▶ WORK TO BE COMPLETED: In the records below, find the lines that include "photo" and copy each.

○ ○ ○ ○ ○ ○ ○

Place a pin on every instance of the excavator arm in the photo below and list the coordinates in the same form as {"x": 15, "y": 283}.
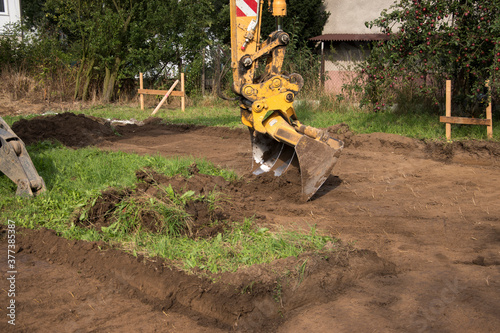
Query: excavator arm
{"x": 266, "y": 102}
{"x": 16, "y": 164}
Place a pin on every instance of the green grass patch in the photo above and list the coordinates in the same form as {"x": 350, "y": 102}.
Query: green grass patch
{"x": 75, "y": 179}
{"x": 420, "y": 125}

○ ○ ○ ○ ○ ○ ○

▶ EXERCISE RESULT:
Place a pin on every instance of the excavator arm in the photo below and list the coordinates in the same form as {"x": 15, "y": 283}.
Place a pin on every instance of the green grass patch in the photo above and list the coordinates in the same form as {"x": 350, "y": 102}.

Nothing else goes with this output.